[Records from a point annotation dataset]
------------------------------------------------------------------------
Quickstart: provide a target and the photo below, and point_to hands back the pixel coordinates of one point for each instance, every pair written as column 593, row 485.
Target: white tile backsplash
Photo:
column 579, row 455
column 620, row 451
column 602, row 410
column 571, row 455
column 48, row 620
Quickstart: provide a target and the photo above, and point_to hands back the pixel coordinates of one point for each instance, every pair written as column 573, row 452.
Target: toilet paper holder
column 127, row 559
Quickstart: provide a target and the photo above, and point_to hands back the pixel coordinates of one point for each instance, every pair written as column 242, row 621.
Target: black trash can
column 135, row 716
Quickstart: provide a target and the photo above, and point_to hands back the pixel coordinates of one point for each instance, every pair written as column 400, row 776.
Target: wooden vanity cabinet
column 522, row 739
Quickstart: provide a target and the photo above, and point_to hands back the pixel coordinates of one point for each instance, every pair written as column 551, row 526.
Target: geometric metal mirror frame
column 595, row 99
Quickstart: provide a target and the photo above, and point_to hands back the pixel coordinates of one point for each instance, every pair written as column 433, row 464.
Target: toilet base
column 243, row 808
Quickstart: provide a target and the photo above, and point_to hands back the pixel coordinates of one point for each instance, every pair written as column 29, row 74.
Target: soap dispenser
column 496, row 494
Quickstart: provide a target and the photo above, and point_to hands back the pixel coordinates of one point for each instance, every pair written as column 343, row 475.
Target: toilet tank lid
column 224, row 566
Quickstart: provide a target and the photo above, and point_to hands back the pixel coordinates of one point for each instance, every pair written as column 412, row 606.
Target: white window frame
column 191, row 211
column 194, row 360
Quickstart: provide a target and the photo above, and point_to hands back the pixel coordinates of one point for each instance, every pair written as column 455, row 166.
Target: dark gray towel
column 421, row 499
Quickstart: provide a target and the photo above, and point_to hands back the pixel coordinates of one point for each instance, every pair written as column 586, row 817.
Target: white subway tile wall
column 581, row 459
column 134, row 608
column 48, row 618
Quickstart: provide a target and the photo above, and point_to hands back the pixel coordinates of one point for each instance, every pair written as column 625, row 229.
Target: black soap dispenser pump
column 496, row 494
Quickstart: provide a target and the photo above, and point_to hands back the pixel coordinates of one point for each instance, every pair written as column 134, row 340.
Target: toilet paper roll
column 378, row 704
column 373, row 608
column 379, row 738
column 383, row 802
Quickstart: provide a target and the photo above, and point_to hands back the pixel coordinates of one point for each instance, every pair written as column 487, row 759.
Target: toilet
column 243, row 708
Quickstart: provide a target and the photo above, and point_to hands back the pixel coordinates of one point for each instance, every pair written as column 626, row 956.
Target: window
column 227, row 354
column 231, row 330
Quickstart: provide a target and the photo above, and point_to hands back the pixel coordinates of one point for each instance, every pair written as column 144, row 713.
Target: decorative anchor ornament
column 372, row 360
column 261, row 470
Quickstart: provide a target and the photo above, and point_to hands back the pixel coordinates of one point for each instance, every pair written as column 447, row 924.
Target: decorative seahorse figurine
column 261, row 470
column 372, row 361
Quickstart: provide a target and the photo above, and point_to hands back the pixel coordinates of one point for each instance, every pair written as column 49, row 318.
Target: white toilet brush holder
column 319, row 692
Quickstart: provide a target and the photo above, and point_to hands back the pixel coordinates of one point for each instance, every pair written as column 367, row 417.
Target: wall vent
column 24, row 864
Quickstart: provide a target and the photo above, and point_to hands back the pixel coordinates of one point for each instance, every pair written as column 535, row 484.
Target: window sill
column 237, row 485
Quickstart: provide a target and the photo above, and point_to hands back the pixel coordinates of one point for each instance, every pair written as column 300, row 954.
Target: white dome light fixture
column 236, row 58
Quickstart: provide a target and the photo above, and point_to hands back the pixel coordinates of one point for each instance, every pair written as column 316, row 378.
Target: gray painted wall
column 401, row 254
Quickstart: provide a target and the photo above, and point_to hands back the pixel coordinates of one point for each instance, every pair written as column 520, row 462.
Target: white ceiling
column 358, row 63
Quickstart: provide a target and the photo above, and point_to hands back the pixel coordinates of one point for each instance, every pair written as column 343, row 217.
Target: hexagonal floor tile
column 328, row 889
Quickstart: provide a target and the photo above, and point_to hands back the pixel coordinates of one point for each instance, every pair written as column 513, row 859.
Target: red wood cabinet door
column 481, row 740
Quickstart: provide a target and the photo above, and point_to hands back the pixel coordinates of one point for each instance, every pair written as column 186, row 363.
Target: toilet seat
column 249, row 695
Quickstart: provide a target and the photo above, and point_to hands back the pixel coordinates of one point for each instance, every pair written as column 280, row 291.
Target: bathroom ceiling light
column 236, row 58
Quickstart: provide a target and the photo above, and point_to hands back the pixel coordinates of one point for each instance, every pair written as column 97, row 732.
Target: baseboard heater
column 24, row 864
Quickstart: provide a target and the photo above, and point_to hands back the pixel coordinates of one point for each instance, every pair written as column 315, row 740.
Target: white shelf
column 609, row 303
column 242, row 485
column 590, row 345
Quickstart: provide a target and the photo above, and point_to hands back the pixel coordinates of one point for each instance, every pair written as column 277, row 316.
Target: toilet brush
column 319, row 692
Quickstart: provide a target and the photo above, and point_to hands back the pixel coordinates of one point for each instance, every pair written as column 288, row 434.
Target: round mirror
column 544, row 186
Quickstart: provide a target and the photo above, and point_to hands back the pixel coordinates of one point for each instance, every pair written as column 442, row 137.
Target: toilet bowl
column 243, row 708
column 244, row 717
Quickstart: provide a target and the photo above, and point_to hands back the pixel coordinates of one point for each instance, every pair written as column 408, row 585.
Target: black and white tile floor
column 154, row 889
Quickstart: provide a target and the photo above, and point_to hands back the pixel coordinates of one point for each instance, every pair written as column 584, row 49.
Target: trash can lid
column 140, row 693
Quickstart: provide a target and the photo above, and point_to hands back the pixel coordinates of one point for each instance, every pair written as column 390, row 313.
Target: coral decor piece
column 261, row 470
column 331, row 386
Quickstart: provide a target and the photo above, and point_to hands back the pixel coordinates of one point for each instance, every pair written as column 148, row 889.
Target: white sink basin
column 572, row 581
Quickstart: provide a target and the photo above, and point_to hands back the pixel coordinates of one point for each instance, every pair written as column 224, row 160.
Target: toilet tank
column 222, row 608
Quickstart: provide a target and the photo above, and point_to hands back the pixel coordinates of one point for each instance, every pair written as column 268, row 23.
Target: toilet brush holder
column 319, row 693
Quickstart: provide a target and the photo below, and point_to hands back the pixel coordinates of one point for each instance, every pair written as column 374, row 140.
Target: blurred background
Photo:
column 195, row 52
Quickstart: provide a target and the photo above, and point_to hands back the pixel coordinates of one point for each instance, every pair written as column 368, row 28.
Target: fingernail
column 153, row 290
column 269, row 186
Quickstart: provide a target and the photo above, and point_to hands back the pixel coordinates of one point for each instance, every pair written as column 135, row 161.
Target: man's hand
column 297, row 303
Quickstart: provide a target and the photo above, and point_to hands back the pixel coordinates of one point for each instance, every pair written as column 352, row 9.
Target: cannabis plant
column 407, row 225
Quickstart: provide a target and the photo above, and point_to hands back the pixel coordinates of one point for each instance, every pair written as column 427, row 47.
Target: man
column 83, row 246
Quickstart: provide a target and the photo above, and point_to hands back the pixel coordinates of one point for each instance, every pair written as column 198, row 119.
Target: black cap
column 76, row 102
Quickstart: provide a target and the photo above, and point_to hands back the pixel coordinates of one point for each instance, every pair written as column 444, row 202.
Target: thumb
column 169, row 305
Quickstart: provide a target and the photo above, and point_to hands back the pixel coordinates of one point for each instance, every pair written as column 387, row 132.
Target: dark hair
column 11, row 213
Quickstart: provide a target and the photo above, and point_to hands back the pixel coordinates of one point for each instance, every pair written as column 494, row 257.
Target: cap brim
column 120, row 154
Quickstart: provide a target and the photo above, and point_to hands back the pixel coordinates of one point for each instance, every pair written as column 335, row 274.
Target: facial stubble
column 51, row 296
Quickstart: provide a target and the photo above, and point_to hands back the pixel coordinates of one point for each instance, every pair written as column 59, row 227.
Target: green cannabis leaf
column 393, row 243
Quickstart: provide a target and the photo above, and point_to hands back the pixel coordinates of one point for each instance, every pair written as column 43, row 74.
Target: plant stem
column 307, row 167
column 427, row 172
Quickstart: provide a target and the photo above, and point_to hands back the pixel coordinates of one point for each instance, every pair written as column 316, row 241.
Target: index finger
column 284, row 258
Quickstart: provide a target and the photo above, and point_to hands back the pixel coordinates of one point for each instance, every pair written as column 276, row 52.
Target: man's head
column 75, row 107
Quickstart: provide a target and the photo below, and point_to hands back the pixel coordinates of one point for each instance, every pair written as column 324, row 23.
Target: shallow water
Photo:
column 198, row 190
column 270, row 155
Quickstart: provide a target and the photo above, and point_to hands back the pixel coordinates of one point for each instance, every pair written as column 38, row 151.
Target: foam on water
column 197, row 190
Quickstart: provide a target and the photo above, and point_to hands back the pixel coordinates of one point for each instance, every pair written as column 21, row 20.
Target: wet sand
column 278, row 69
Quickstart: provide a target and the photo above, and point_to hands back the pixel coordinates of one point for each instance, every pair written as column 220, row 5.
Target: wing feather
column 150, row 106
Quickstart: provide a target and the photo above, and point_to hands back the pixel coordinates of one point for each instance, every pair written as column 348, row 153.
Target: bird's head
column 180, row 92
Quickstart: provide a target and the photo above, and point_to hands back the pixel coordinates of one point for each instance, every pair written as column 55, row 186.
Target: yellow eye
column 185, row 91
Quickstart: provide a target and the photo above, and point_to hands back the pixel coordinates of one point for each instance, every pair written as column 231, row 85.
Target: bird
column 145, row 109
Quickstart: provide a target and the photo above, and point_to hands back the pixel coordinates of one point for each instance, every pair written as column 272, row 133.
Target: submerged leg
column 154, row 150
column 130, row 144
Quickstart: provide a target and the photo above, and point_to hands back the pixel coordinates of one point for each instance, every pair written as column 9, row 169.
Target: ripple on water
------------------------------------------------------------------------
SHORT EXERCISE => Write out the lines from the start of the records above through the line that contains "column 243, row 808" as a numbered list, with any blank lines left out.

THE ANSWER =>
1. Quickstart: provide a target and the photo below, and point_to hands back the pixel coordinates of one point for each instance, every pair written as column 593, row 485.
2. Target: white tile backsplash
3. Photo:
4. column 579, row 455
5. column 620, row 451
6. column 602, row 410
7. column 571, row 455
8. column 48, row 620
9. Quickstart: provide a target and the photo above, and point_to hands back the pixel coordinates of one point for each instance, every pair written as column 573, row 452.
10. Target: toilet paper holder
11. column 127, row 559
12. Quickstart: provide a target and the photo above, and point_to hands back the pixel coordinates of one point for each instance, every pair written as column 242, row 621.
13. Target: black trash can
14. column 135, row 716
15. Quickstart: provide a target and the photo above, and point_to hands back the pixel coordinates of one point for each instance, every pair written as column 400, row 776.
16. Target: wooden vanity cabinet
17. column 522, row 739
18. Quickstart: provide a target and the photo above, and point_to hands back the pixel coordinates of one point for each instance, every pair written as column 551, row 526.
19. Target: geometric metal mirror frame
20. column 595, row 99
21. Quickstart: provide a target and the photo above, and point_to hands back the pixel coordinates of one point for each instance, every pair written as column 433, row 464.
22. Target: toilet base
23. column 243, row 808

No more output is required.